** START OF Entries shown **

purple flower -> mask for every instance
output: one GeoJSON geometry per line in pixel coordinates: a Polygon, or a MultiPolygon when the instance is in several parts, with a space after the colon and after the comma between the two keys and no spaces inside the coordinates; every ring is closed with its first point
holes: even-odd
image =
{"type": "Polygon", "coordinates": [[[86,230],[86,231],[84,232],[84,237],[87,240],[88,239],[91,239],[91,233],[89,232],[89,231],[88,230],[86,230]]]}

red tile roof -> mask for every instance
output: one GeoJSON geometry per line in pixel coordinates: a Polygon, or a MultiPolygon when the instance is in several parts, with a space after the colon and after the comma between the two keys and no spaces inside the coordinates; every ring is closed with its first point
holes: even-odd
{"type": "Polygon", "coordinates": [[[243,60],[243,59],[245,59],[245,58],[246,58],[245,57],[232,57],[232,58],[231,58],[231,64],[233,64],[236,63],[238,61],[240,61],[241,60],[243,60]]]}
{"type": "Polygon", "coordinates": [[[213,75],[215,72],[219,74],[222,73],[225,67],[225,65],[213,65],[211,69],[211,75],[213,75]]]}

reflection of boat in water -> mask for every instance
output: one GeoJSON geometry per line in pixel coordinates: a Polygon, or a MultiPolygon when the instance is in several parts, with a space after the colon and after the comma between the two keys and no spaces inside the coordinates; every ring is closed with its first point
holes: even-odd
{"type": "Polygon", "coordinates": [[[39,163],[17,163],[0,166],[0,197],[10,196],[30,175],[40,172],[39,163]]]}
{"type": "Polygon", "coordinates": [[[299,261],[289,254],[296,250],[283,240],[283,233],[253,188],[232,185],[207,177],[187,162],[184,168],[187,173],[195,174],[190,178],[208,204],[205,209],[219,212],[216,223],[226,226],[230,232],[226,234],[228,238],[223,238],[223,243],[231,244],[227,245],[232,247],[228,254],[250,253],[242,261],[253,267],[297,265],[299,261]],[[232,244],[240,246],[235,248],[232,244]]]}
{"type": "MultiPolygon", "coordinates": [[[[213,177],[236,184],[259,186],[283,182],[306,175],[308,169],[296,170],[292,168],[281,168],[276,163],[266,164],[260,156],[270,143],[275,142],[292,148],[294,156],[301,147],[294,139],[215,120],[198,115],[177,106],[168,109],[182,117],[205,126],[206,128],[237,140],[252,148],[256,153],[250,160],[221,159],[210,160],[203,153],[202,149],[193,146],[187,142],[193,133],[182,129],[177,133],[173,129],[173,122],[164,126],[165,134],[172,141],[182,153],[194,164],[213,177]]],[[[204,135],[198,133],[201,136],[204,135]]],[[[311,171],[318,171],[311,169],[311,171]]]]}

** END OF Entries shown **

Exercise brief:
Shift the outlines by adding 150 to every coordinate in the answers. Then write out again every line from the one containing "reflection of boat" through the end of the records, requests included.

Exercise solution:
reflection of boat in water -> mask for every instance
output: one GeoJSON geometry per line in pixel coordinates: a Polygon, or a MultiPolygon when the instance is in several parts, with a space after the colon and after the comma between the two keys and no spaces inside the coordinates; every ring is closed with its first point
holes: even-odd
{"type": "Polygon", "coordinates": [[[189,313],[167,313],[150,316],[150,347],[160,346],[180,325],[190,322],[189,313]]]}
{"type": "Polygon", "coordinates": [[[449,411],[439,404],[446,400],[433,390],[433,383],[403,338],[382,335],[357,327],[337,312],[334,318],[337,323],[345,324],[340,328],[358,354],[355,359],[369,362],[366,373],[376,376],[380,382],[376,384],[378,388],[373,388],[373,393],[381,394],[377,395],[382,397],[378,404],[400,403],[392,411],[403,417],[447,415],[449,411]],[[382,394],[390,396],[385,398],[382,394]]]}
{"type": "MultiPolygon", "coordinates": [[[[363,327],[386,334],[409,336],[433,332],[456,325],[458,319],[446,320],[442,318],[431,318],[426,313],[416,314],[410,306],[420,293],[425,292],[442,298],[444,306],[451,297],[444,289],[365,270],[348,265],[327,256],[318,259],[332,267],[355,276],[356,278],[387,290],[402,298],[406,303],[400,310],[371,309],[360,310],[353,303],[352,299],[343,296],[337,292],[343,283],[332,279],[327,283],[323,279],[323,272],[314,276],[315,284],[322,291],[332,303],[344,314],[363,327]]],[[[354,285],[348,283],[351,286],[354,285]]],[[[461,321],[468,321],[461,319],[461,321]]]]}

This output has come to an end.